> _Tugas yang Dikerjakan_:
a) Kutiplah dengan tepat bagian teks tentang dampak pembangunan yang diawali kata-kata "Pemanfaatan sumber daya" dan diakhiri kata-kata "berbagai belahan dunia.".
b) Pilih dan salin semua baris daftar yang mengandung kata "distant".

> _Teks Bacaan_:
Pemanfaatan sumber daya alam
tersebut secara berlebihan tanpa adanya suatu system pemanfaatan yang baik
berdampak pada cepat rusaknya ekosistem kehidupan yang mengganggu keseimbangan
alamiah dari ekosistem dunia itu sendiri.sebagai akibat yang nyata adalah
terjadinya berbagai bencana alam yang berdampak pada bencana kemanusiaan di
berbagai belahan dunia.
Demikian pula dampak social dari
pembangunan tentunya selain mendorong suatu kehidupan yang lebih bermartabat
dan sejahtera tetapi juga akan
melahirkan kelompok yang saling berhadapan yaitu antara kelompok superior yang
menguasai satu atau lebih sector ekonomi maupun kekuasaan formal dan informal
dimana tidak sedikit bahwa penguasaan tersebut tidak terlepas dari perilaku
koruptif baik yang dilakukan oleh pelaku ekonomi, legislative, penegakkan hukum
maupun unsure-unsur dalam pemerintahan dengan kelompok marginal dengan segala
persoalan social yang menyertainya maka tidak heranlah persoalan dunia kedepan
juga akan diwarnai oleh berbagai peningkatan angka kejahatan konvesional serta kelompok perlawanan (inferior) yang
akan tetap menjadi bagian dari suatu dinamika kehidupan bermasyarakat sebagai
dampak hilangnya hak-hak hidup masyarakat akibat dari ketidak adilan di segala
bidang termasuk tumbuh dan berkembangnya gerakan pemisahan diri.
Fenomena berikutnya adalah
berkembanganya nilai-nilai demokratisasi yang mendorong tumbuh dan
berkembangnya keberanian menyampaikan pendapat serta kritik maupun apresiasi.

> _Entri identifikasi lokasi_:

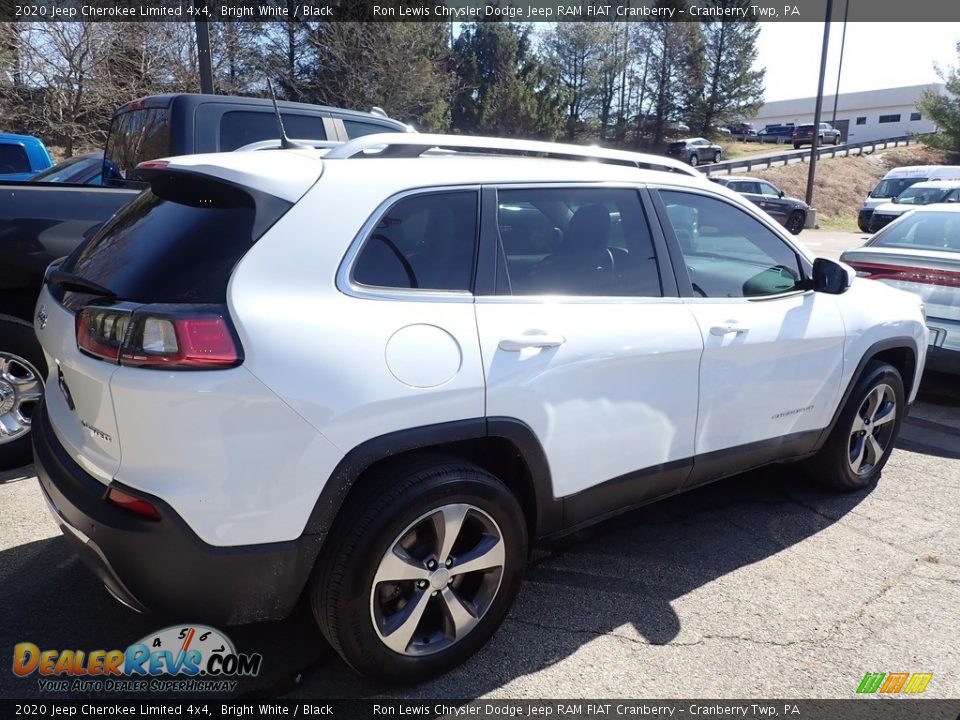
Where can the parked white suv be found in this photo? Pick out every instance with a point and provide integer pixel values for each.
(377, 374)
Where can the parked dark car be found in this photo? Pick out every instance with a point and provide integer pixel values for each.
(779, 134)
(803, 135)
(789, 212)
(86, 169)
(744, 132)
(695, 151)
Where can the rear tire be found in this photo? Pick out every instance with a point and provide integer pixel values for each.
(429, 618)
(862, 440)
(22, 370)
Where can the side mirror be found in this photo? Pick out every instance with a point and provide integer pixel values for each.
(829, 277)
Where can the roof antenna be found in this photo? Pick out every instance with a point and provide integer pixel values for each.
(285, 142)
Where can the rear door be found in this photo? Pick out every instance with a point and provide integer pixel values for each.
(587, 343)
(773, 353)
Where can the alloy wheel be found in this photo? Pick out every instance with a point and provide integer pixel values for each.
(872, 429)
(437, 580)
(21, 387)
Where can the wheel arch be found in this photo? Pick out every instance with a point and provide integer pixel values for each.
(505, 447)
(898, 352)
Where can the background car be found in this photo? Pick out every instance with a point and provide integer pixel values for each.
(779, 134)
(789, 212)
(920, 252)
(803, 135)
(923, 193)
(84, 169)
(695, 151)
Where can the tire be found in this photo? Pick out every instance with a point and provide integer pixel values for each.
(856, 451)
(22, 370)
(362, 617)
(795, 222)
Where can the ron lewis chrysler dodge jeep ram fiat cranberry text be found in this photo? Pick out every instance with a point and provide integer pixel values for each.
(376, 374)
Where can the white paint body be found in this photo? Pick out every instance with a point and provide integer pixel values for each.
(243, 454)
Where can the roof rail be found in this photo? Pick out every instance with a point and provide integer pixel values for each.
(276, 144)
(409, 145)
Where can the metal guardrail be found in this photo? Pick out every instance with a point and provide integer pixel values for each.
(846, 150)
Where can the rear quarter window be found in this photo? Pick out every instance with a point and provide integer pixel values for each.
(178, 241)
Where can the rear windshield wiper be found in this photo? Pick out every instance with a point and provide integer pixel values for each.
(71, 281)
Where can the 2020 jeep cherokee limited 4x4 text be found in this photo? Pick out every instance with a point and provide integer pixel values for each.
(376, 375)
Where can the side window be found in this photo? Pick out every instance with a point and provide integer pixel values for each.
(13, 159)
(424, 242)
(358, 128)
(577, 241)
(729, 253)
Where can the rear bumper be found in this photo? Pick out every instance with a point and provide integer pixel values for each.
(162, 565)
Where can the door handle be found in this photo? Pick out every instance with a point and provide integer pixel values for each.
(535, 340)
(721, 330)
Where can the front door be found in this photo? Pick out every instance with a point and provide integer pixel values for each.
(773, 352)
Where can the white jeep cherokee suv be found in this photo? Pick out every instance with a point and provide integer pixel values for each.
(375, 375)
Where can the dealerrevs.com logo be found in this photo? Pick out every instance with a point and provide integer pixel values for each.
(182, 658)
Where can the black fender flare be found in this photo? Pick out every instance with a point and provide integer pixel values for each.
(549, 513)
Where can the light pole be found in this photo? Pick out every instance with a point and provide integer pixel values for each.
(814, 144)
(843, 41)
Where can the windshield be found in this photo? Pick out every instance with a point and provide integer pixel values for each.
(891, 187)
(922, 230)
(921, 196)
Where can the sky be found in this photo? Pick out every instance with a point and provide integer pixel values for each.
(875, 56)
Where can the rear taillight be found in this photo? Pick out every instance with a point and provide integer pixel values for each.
(132, 503)
(925, 276)
(159, 336)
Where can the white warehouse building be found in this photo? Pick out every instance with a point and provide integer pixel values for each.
(861, 116)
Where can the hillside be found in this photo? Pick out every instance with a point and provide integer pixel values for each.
(842, 183)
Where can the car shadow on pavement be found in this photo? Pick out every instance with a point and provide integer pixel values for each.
(626, 572)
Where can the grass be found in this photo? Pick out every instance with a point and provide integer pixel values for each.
(841, 184)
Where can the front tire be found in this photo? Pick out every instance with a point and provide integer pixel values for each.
(22, 370)
(862, 440)
(415, 582)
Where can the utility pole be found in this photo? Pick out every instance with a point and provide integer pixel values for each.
(815, 144)
(203, 48)
(843, 42)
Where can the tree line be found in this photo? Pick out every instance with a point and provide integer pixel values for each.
(625, 84)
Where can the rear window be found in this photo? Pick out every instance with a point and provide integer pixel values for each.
(13, 159)
(922, 231)
(891, 187)
(178, 241)
(242, 127)
(136, 136)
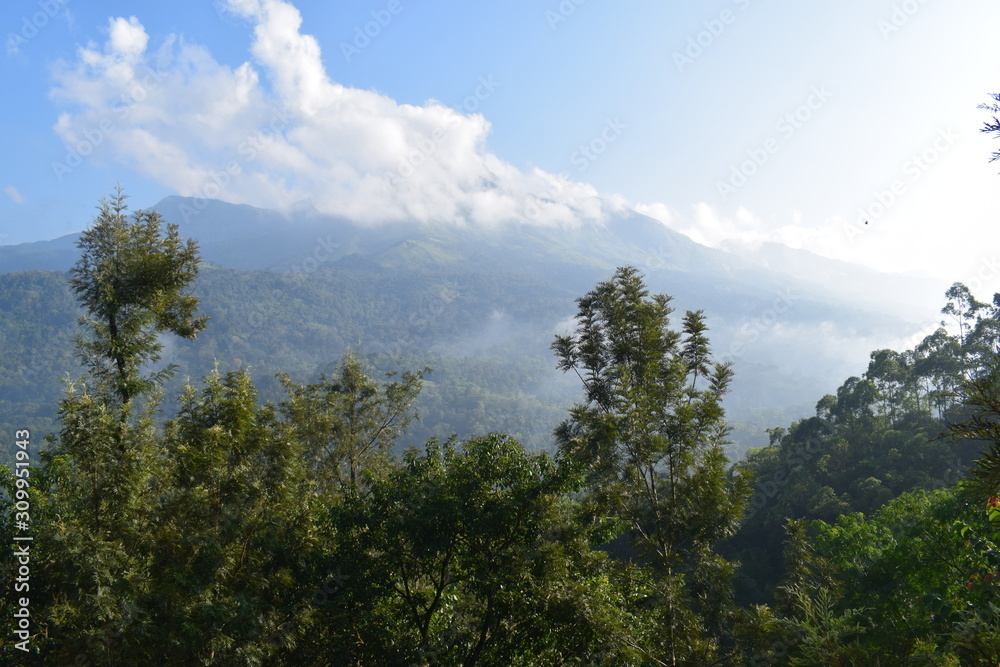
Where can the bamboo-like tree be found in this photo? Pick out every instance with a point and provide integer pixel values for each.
(133, 279)
(651, 444)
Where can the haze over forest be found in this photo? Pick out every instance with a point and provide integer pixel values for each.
(650, 344)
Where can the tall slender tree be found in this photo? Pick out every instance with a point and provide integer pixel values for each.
(651, 445)
(133, 279)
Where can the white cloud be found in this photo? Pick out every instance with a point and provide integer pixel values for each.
(14, 194)
(208, 130)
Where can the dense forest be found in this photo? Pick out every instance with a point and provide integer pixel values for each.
(213, 527)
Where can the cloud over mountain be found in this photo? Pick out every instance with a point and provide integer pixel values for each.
(278, 130)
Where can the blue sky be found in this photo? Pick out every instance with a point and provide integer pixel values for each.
(734, 121)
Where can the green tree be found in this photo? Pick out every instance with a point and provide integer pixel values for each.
(102, 475)
(133, 279)
(348, 423)
(993, 126)
(234, 533)
(651, 445)
(473, 556)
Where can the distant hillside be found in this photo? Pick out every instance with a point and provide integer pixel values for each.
(291, 291)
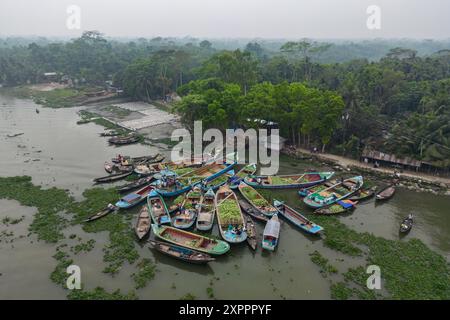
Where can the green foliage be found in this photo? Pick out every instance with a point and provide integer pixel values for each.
(229, 212)
(146, 272)
(339, 291)
(322, 262)
(100, 294)
(188, 296)
(50, 203)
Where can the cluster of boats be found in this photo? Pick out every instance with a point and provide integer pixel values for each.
(202, 193)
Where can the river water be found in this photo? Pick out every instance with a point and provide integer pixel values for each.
(55, 151)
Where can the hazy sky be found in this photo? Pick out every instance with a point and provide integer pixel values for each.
(229, 18)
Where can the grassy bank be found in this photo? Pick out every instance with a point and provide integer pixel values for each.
(56, 211)
(409, 269)
(56, 98)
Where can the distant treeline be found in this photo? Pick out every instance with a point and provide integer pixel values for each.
(391, 95)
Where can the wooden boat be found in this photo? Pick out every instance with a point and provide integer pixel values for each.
(316, 188)
(176, 167)
(407, 224)
(385, 193)
(143, 223)
(108, 167)
(271, 233)
(250, 227)
(341, 190)
(191, 240)
(231, 177)
(120, 140)
(229, 216)
(248, 209)
(181, 253)
(256, 200)
(128, 161)
(297, 218)
(173, 186)
(186, 216)
(217, 182)
(337, 207)
(135, 184)
(288, 181)
(112, 167)
(134, 198)
(113, 177)
(176, 204)
(158, 209)
(363, 194)
(109, 134)
(109, 208)
(206, 211)
(246, 171)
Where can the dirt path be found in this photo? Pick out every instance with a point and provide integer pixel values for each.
(346, 162)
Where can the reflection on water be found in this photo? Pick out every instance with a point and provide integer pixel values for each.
(69, 156)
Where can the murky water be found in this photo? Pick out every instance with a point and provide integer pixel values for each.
(71, 155)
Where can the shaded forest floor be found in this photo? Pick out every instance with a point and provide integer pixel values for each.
(347, 162)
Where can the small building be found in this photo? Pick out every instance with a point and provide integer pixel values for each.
(50, 76)
(391, 159)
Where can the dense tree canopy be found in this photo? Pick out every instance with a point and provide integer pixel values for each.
(392, 96)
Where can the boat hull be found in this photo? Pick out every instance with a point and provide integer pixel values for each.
(324, 177)
(312, 199)
(221, 247)
(298, 219)
(164, 219)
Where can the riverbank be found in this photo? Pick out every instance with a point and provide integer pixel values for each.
(411, 180)
(56, 95)
(303, 267)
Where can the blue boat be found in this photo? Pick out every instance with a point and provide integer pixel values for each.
(229, 216)
(339, 191)
(134, 198)
(316, 188)
(297, 218)
(296, 181)
(158, 209)
(185, 217)
(271, 233)
(248, 170)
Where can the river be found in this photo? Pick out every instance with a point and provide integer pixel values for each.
(55, 151)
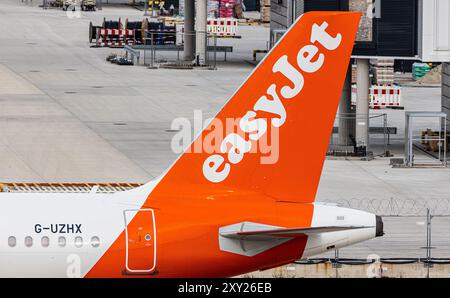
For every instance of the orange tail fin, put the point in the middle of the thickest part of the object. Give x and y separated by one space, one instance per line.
283 116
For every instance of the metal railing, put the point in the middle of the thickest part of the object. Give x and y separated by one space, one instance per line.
343 139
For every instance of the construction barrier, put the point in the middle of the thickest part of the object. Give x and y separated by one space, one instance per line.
385 96
222 26
114 37
381 97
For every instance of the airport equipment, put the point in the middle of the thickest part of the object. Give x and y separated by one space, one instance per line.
139 27
420 70
110 34
382 97
441 139
87 5
66 187
70 3
115 34
222 26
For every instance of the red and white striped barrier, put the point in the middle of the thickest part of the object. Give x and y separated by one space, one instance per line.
114 37
385 96
116 32
222 26
114 43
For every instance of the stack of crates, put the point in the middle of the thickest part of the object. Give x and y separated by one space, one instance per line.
420 70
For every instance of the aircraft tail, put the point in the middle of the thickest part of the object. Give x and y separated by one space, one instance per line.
271 137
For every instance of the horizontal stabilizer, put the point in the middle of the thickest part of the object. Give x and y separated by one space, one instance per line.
287 232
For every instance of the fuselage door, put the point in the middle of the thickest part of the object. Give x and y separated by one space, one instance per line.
140 235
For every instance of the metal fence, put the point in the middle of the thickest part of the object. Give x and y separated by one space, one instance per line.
401 207
343 139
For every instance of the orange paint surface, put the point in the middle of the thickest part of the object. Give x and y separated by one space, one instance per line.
189 209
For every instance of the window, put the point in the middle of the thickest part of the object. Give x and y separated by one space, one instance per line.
95 241
28 241
62 241
45 241
12 241
78 241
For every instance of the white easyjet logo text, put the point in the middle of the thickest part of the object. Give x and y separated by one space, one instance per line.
309 60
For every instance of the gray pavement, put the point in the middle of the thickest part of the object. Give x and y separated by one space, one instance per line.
66 115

> _Jawaban Tiap Tugas_:
a)
Pemanfaatan sumber daya alam
tersebut secara berlebihan tanpa adanya suatu system pemanfaatan yang baik
berdampak pada cepat rusaknya ekosistem kehidupan yang mengganggu keseimbangan
alamiah dari ekosistem dunia itu sendiri.sebagai akibat yang nyata adalah
terjadinya berbagai bencana alam yang berdampak pada bencana kemanusiaan di
berbagai belahan dunia.

b)
Where can the distant hillside be found in this photo? Pick out every instance with a point and provide integer pixel values for each.
Where can the distant treeline be found in this photo? Pick out every instance with a point and provide integer pixel values for each.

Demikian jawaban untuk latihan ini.